**REQUIRED WORK**
The records should be copied out again with no alteration.
*** DATASET EXTRACT
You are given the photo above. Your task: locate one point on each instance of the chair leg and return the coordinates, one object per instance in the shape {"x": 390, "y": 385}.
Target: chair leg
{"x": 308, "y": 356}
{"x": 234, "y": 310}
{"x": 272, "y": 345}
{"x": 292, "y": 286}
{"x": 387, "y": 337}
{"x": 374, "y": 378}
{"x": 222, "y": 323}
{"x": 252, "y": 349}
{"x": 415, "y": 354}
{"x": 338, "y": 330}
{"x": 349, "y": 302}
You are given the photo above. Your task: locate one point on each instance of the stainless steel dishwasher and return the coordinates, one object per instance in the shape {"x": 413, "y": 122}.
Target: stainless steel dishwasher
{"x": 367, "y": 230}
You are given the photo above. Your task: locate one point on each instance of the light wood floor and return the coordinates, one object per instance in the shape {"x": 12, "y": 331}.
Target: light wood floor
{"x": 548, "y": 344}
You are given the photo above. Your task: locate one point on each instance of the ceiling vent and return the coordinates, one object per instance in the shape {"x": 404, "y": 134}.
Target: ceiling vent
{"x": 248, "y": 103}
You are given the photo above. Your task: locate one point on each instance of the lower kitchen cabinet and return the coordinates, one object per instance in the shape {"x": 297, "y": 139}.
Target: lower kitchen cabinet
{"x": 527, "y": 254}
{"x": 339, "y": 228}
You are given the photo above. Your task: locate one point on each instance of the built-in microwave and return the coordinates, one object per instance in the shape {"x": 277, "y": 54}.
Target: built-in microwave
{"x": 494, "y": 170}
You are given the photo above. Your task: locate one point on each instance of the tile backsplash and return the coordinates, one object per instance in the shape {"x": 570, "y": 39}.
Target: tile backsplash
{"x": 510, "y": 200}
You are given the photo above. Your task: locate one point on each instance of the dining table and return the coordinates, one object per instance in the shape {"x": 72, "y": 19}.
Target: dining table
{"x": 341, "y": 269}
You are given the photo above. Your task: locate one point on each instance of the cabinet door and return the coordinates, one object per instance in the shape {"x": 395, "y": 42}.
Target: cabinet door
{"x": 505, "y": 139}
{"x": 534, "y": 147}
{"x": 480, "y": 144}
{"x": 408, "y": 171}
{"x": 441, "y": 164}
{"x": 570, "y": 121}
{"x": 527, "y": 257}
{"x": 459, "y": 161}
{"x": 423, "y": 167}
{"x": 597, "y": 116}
******
**TASK SOLUTION**
You are given the photo above. Your task: locate one point on each instance of the chair leg and return the coordinates, one object per instance in the shape {"x": 390, "y": 385}.
Target: chair leg
{"x": 308, "y": 356}
{"x": 234, "y": 310}
{"x": 272, "y": 345}
{"x": 292, "y": 286}
{"x": 387, "y": 337}
{"x": 374, "y": 378}
{"x": 222, "y": 323}
{"x": 252, "y": 349}
{"x": 415, "y": 354}
{"x": 338, "y": 330}
{"x": 349, "y": 302}
You are given the photo above. Your task: locate one point on each instance of the stainless steel dishwasher and return the coordinates, one object per instance in the shape {"x": 413, "y": 122}.
Target: stainless steel dishwasher
{"x": 367, "y": 230}
You are given the photo above. Your task: locate one point on each instance of the light wood floor and return the coordinates, one object per instance in the shape {"x": 12, "y": 331}.
Target: light wood floor
{"x": 548, "y": 344}
You are given the photo above. Your task: locate one point on each instance of the ceiling vent and return the coordinates, one object per instance in the shape {"x": 404, "y": 134}.
Target: ceiling vent
{"x": 248, "y": 103}
You are given the photo above. Your task: locate one point on each instance of the lower kitchen cabinet and return the coordinates, one object per instance in the shape {"x": 297, "y": 139}.
Target: lower kitchen cabinet
{"x": 527, "y": 254}
{"x": 339, "y": 228}
You are given the photo above. Your task: locate one point on each instance of the built-in microwave and return the coordinates, one object per instance in the shape {"x": 277, "y": 54}.
Target: built-in microwave
{"x": 494, "y": 170}
You are given the photo above. Your task: locate one point on each instance of the tile backsplash and return the coordinates, one object per instance in the shape {"x": 570, "y": 39}.
Target: tile backsplash
{"x": 510, "y": 200}
You are given the photo above. Your task: locate one point on each instance of the dining table and return the coordinates, one object per instance in the shape {"x": 72, "y": 19}.
Target: dining table
{"x": 341, "y": 269}
You are given the photo above. Your task: locate one point on each instance of the cabinet door and return the coordinates, one object per instance in the shape {"x": 395, "y": 42}.
Target: cabinet door
{"x": 505, "y": 139}
{"x": 534, "y": 147}
{"x": 480, "y": 144}
{"x": 408, "y": 171}
{"x": 441, "y": 164}
{"x": 570, "y": 121}
{"x": 527, "y": 257}
{"x": 459, "y": 161}
{"x": 423, "y": 167}
{"x": 597, "y": 116}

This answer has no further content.